> [SHORT TASK]: Copy the listing below line for line, with no changes.

◆ ◆ ◆ ◆ ◆

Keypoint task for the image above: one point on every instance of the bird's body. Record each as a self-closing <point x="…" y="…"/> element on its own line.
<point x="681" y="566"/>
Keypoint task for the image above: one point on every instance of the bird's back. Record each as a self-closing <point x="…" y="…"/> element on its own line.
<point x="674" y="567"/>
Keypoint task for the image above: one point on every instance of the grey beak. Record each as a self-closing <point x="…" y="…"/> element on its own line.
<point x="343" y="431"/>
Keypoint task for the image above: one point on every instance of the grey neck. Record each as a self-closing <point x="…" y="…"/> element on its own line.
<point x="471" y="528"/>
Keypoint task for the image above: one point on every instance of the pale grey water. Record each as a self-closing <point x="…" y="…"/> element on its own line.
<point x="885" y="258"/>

◆ ◆ ◆ ◆ ◆

> [FULL RESPONSE]:
Keypoint task for the image above: one point on every instance of the bird's body. Record each as a self-closing <point x="…" y="…"/> element on its own line.
<point x="681" y="566"/>
Keypoint task for the image above: one point on every instance of the bird's back. Record each as a self-closing <point x="…" y="…"/> element on its own line.
<point x="674" y="567"/>
Keypoint task for the image above: one point on every instance of the grey beak. Record each as a self-closing <point x="…" y="…"/> element on its own line.
<point x="343" y="431"/>
Keypoint task for the image above: one point on every instance of the grey neck. Record each as a self-closing <point x="…" y="…"/> element on its own line.
<point x="471" y="528"/>
Keypoint task for the image above: one point on every instance of the pale grey water. Record each as a self-closing <point x="…" y="…"/> element on its own line.
<point x="885" y="258"/>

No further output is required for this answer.